| Passage shown |
* * *
There's a very nice and efficient algorithm for this using a method called reservoir sampling.

Let me start by giving you its history:

Knuth calls this Algorithm R on p. 144 of his 1997 edition of Seminumerical Algorithms (volume 2 of The Art of Computer Programming), and provides some code for it there. Knuth attributes the algorithm to Alan G. Waterman. Despite a lengthy search, I haven't been able to find Waterman's original document, if it exists, which may be why you'll most often see Knuth quoted as the source of this algorithm.

McLeod and Bellhouse, 1983 (1) provide a more thorough discussion than Knuth as well as the first published proof (that I'm aware of) that the algorithm works.

Vitter 1985 (2) reviews Algorithm R and then presents an additional three algorithms which provide the same output, but with a twist. Rather than making a choice to include or skip each incoming element, his algorithm predetermines the number of incoming elements to be skipped. In his tests (which, admittedly, are out of date now) this decreased execution time dramatically by avoiding random number generation and comparisons on each in-coming number.

In pseudocode the algorithm is:

Let R be the result array of size s Let I be an input queue  > Fill the reservoir array for j in the range [1,s]:   R[j]=I.pop()  elements_seen=s while I is not empty:   elements_seen+=1   j=random(1,elements_seen)       > This is inclusive   if j<=s:     R[j]=I.pop()   else:     I.pop() 

Note that I've specifically written the code to avoid specifying the size of the input. That's one of the cool properties of this algorithm: you can run it without needing to know the size of the input beforehand and it still assures you that each element you encounter has an equal probability of ending up in R (that is, there is no bias). Furthermore, R contains a fair and representative sample of the elements the algorithm has considered at all times. This means you can use this as an online algorithm.

Why does this work?
* * *
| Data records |
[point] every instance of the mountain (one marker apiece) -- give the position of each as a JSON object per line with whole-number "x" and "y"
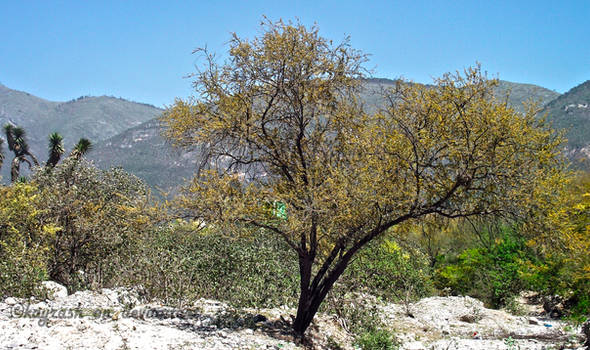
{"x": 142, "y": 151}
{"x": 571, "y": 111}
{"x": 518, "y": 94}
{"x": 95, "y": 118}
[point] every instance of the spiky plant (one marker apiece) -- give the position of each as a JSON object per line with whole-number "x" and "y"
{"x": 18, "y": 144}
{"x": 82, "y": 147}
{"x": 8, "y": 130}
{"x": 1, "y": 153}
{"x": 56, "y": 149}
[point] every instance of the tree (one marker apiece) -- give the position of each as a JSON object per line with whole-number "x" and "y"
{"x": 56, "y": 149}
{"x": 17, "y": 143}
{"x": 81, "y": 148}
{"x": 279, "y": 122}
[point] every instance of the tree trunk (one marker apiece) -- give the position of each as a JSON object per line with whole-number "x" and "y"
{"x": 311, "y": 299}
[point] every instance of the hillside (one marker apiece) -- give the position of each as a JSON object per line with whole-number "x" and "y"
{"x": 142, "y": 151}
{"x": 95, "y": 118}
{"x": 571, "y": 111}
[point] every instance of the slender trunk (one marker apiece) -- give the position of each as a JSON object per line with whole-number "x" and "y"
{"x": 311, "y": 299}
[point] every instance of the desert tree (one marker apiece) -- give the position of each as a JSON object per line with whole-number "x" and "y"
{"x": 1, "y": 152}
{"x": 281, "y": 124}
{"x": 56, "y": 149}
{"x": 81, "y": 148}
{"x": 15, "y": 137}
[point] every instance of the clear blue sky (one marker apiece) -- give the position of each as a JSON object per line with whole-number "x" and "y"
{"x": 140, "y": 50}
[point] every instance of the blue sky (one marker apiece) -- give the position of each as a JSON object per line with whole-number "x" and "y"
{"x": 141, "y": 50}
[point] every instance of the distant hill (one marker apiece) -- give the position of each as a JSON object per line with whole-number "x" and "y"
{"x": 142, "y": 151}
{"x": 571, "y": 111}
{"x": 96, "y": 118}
* * *
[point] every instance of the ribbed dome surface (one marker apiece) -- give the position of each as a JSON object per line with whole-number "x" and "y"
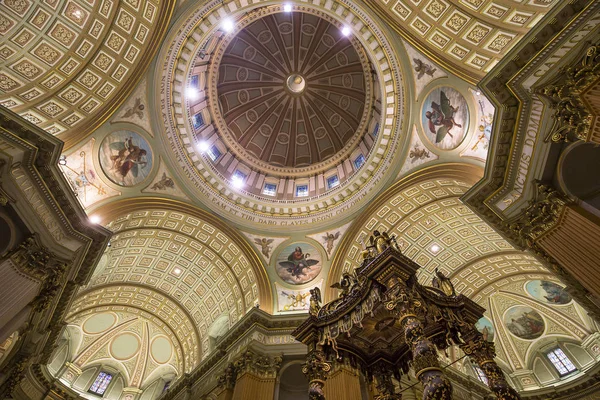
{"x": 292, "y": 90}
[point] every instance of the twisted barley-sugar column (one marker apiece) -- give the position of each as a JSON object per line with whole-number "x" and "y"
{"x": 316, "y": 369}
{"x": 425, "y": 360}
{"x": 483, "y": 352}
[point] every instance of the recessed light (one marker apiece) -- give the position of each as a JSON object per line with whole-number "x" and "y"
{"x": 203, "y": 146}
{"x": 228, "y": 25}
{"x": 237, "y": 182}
* * *
| Problem statement |
Please reproduce the reservoir sampling passage word for word from "Let me start" to "of this algorithm.".

| Solved exercise |
Let me start by giving you its history:

Knuth calls this Algorithm R on p. 144 of his 1997 edition of Seminumerical Algorithms (volume 2 of The Art of Computer Programming), and provides some code for it there. Knuth attributes the algorithm to Alan G. Waterman. Despite a lengthy search, I haven't been able to find Waterman's original document, if it exists, which may be why you'll most often see Knuth quoted as the source of this algorithm.